## TASK DIRECTIONS
Wherever the string "target" occurs in a line of these records, report that line.

= Beginning of Section =

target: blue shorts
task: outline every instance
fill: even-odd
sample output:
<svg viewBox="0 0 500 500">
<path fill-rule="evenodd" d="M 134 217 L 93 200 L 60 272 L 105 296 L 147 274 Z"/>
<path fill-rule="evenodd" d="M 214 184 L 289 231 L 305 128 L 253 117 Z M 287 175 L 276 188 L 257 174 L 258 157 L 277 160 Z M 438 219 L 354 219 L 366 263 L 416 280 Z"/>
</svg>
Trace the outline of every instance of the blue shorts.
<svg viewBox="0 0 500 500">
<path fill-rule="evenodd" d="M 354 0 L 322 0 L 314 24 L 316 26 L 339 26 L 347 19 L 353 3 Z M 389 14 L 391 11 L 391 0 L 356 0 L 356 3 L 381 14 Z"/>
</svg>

= End of Section =
= Beginning of Section =

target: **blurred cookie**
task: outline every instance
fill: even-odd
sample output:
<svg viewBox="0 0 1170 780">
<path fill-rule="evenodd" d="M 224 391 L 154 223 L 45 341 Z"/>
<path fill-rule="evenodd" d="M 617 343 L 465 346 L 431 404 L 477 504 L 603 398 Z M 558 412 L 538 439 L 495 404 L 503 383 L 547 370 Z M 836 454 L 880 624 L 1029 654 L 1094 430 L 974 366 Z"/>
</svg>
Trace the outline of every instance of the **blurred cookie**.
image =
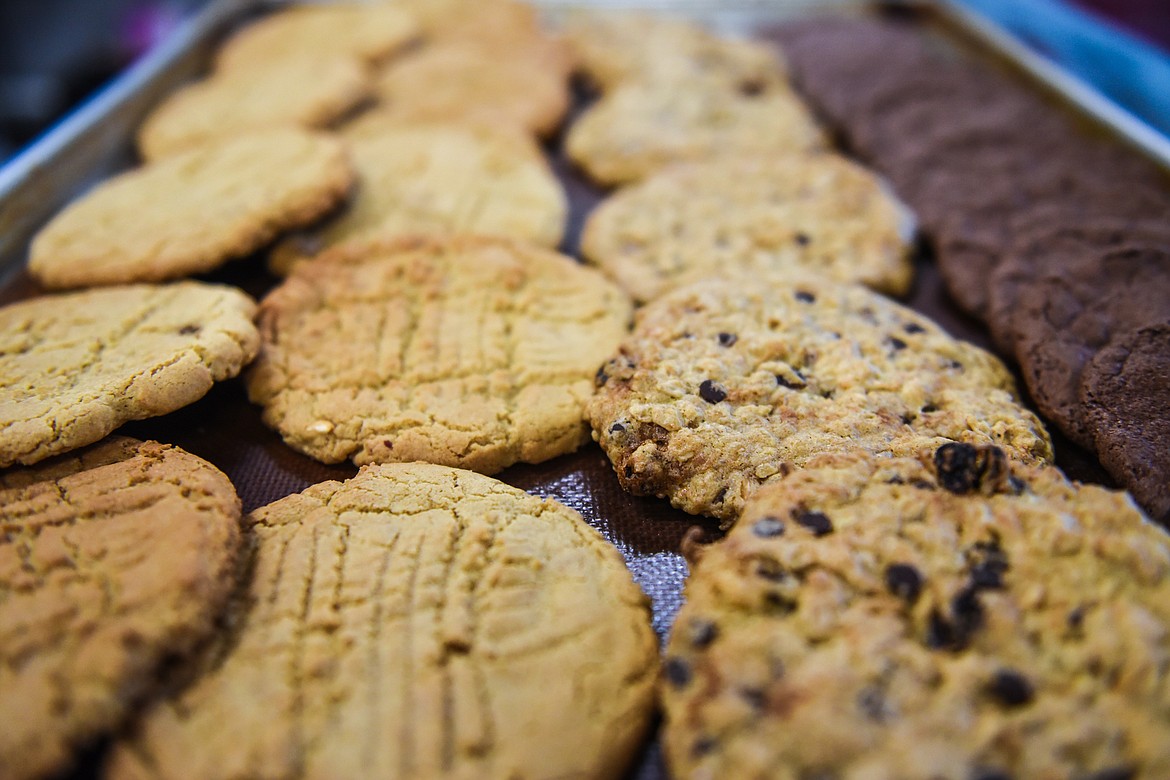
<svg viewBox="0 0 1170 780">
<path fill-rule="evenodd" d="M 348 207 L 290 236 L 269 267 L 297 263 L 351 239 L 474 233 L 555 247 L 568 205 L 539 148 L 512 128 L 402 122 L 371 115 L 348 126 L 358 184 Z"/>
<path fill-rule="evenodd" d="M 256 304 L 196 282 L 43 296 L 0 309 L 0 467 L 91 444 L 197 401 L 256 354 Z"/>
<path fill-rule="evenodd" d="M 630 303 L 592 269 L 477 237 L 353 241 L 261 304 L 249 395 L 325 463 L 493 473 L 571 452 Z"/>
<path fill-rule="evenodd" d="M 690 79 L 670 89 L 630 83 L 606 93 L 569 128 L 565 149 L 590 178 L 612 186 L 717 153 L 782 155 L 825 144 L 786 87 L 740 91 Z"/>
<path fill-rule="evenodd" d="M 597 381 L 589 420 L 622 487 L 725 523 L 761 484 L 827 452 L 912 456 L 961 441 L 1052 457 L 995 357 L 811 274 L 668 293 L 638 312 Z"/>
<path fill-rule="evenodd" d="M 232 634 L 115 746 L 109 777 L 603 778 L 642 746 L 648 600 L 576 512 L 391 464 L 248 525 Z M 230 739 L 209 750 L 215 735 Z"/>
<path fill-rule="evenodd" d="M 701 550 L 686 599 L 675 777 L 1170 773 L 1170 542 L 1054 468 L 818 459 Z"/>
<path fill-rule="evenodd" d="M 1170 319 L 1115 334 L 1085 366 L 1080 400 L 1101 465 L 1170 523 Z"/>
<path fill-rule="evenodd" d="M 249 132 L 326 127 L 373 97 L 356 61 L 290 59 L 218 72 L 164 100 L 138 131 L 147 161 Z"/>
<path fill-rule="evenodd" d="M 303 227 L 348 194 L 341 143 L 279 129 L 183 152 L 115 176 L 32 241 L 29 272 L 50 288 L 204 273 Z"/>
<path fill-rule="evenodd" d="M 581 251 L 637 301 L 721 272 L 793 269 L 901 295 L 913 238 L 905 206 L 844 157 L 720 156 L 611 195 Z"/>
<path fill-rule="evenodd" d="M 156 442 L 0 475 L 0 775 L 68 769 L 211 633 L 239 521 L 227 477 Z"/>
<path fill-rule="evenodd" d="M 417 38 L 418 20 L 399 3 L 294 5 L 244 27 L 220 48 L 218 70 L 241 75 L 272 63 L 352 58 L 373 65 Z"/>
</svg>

= End of Section =

## RESPONSE TO THE TASK
target: blue shorts
target: **blurred cookie**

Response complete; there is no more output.